───── RECORDS SUPPLIED
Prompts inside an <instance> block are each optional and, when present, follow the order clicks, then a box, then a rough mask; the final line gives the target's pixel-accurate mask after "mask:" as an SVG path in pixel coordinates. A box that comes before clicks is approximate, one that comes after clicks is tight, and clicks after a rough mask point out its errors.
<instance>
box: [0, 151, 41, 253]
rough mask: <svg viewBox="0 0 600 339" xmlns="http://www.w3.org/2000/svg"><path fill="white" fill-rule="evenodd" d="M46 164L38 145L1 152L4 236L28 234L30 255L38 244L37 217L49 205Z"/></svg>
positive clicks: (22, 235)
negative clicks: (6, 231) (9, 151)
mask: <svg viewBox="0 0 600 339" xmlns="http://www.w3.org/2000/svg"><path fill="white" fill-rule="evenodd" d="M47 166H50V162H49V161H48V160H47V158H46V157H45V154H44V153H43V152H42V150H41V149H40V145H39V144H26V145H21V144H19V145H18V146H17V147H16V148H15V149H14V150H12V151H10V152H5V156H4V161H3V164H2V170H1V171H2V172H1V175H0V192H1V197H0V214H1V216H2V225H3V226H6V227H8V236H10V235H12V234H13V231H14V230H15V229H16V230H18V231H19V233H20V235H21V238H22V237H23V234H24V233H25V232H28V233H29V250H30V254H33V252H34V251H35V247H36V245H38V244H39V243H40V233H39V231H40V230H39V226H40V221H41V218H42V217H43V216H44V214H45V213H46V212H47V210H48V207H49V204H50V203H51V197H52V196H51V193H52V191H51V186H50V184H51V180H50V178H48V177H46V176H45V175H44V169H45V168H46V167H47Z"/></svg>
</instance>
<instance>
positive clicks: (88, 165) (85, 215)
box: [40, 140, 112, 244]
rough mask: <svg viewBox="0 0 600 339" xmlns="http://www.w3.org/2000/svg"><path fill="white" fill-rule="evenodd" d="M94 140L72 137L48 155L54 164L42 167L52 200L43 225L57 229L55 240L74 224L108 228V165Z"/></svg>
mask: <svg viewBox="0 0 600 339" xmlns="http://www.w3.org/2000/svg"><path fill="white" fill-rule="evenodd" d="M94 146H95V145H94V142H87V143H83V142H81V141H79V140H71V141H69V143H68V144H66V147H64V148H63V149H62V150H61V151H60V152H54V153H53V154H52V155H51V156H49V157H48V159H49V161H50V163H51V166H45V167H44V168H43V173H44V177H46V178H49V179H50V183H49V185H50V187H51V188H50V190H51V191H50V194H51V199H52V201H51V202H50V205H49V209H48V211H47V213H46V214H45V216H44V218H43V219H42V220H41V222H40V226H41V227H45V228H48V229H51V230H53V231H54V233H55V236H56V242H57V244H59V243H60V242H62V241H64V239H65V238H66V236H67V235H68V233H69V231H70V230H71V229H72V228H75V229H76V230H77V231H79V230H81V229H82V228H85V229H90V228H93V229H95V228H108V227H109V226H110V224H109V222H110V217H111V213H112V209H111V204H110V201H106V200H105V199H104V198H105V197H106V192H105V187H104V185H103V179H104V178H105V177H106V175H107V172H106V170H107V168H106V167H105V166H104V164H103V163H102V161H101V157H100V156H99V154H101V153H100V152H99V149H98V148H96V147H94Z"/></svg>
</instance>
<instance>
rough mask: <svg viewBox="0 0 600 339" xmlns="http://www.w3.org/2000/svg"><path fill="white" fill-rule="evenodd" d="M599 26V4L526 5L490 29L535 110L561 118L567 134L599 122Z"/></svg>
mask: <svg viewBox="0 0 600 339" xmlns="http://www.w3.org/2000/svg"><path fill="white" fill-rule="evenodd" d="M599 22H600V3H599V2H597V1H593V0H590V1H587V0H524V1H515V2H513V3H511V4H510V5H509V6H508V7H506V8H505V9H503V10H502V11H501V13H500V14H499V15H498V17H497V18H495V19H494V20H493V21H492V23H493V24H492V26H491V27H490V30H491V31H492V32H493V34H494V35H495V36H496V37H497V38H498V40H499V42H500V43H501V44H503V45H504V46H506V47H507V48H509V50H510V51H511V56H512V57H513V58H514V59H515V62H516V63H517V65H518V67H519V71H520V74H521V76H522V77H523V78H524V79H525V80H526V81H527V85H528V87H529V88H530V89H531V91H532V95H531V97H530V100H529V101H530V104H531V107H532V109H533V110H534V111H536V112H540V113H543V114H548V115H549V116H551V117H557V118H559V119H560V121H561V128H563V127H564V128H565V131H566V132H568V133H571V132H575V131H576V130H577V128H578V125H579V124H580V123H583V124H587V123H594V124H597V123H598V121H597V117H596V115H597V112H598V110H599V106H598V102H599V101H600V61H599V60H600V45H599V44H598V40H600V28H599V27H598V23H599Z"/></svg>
──────────
> **REQUIRED WORK**: Reproduce the rows above line for line, with no changes.

> **RESPONSE FOR THIS EXERCISE**:
Prompts inside an <instance> block are each optional and, when present, follow the order clicks, then a box, then a rough mask; the final line gives the target's pixel-accurate mask after "mask:" as an SVG path in pixel coordinates. A box that comes before clicks is approximate, one that comes after clicks is tight, and clicks after a rough mask point out its errors.
<instance>
box: [0, 151, 41, 253]
rough mask: <svg viewBox="0 0 600 339" xmlns="http://www.w3.org/2000/svg"><path fill="white" fill-rule="evenodd" d="M46 164L38 145L1 152L4 236L28 234L30 255L38 244L37 217L49 205Z"/></svg>
positive clicks: (22, 235)
negative clicks: (6, 231) (9, 151)
mask: <svg viewBox="0 0 600 339" xmlns="http://www.w3.org/2000/svg"><path fill="white" fill-rule="evenodd" d="M47 166H50V162H49V161H48V160H47V158H46V157H45V154H44V153H43V152H42V150H41V149H40V145H39V144H26V145H21V144H19V145H18V146H17V147H16V148H15V149H14V150H12V151H10V152H5V156H4V161H3V164H2V170H1V171H2V172H1V175H0V192H1V197H0V214H1V216H2V225H3V226H6V227H8V236H10V235H12V234H13V231H14V230H15V229H16V230H18V231H19V233H20V235H21V238H22V237H23V234H24V233H25V232H28V233H29V250H30V254H33V252H34V251H35V247H36V245H38V244H39V243H40V233H39V231H40V230H39V226H40V221H41V218H42V217H43V216H44V214H45V213H46V212H47V210H48V207H49V204H50V203H51V197H52V196H51V193H52V191H51V186H50V184H51V180H50V178H48V177H46V176H45V175H44V169H45V168H46V167H47Z"/></svg>
</instance>
<instance>
positive clicks: (88, 165) (85, 215)
box: [40, 140, 112, 244]
rough mask: <svg viewBox="0 0 600 339" xmlns="http://www.w3.org/2000/svg"><path fill="white" fill-rule="evenodd" d="M94 140L72 137L48 155L54 164L42 167L52 200L43 225L57 229L55 240L74 224L108 228V165Z"/></svg>
mask: <svg viewBox="0 0 600 339" xmlns="http://www.w3.org/2000/svg"><path fill="white" fill-rule="evenodd" d="M94 146H95V145H94V142H87V143H83V142H81V141H79V140H71V141H69V143H68V144H66V147H64V148H63V149H62V150H61V151H60V152H54V153H53V154H52V155H51V156H49V157H48V159H49V161H50V163H51V166H45V167H44V168H43V173H44V177H46V178H49V179H50V183H49V185H50V187H51V188H50V190H51V191H50V194H51V199H52V201H51V202H50V205H49V209H48V211H47V213H46V214H45V216H44V218H43V219H42V220H41V222H40V226H41V227H45V228H48V229H51V230H53V231H54V233H55V236H56V242H57V244H59V243H60V242H62V241H64V239H65V238H66V236H67V235H68V233H69V231H70V230H71V229H72V228H75V229H76V230H77V231H79V230H81V229H82V228H85V229H90V228H93V229H95V228H108V227H109V226H110V224H109V222H110V217H111V213H112V209H111V204H110V201H106V200H105V199H104V198H105V197H106V192H105V187H104V185H103V179H104V178H105V177H106V175H107V172H106V170H107V168H106V167H105V166H104V164H103V163H102V161H101V157H100V156H99V154H101V153H100V152H99V149H98V148H96V147H94Z"/></svg>
</instance>
<instance>
rough mask: <svg viewBox="0 0 600 339" xmlns="http://www.w3.org/2000/svg"><path fill="white" fill-rule="evenodd" d="M599 26V4L526 5L490 29L535 110L561 118L567 134L599 122Z"/></svg>
mask: <svg viewBox="0 0 600 339" xmlns="http://www.w3.org/2000/svg"><path fill="white" fill-rule="evenodd" d="M599 22H600V3H599V2H597V1H593V0H590V1H587V0H524V1H515V2H513V3H511V4H510V5H509V6H508V7H506V8H505V9H503V10H502V11H501V13H500V14H499V15H498V17H497V18H495V19H494V20H493V21H492V23H493V24H492V26H491V27H490V30H491V31H492V32H493V34H494V35H495V36H496V37H497V38H498V40H499V42H500V43H501V44H503V45H504V46H506V47H507V48H509V50H510V51H511V56H512V57H513V58H514V59H515V62H516V63H517V65H518V67H519V71H520V74H521V76H522V77H523V78H524V79H525V80H526V81H527V85H528V87H529V88H530V89H531V91H532V95H531V97H530V100H529V101H530V104H531V107H532V109H533V110H534V111H536V112H540V113H543V114H548V115H549V116H551V117H557V118H559V119H560V121H561V128H563V127H564V128H565V131H566V132H568V133H571V132H575V131H576V130H577V128H578V125H579V124H580V123H583V124H587V123H594V124H597V123H598V121H597V117H596V115H597V112H598V110H599V106H598V102H599V101H600V61H599V60H600V45H599V44H598V40H600V28H599V27H598V23H599Z"/></svg>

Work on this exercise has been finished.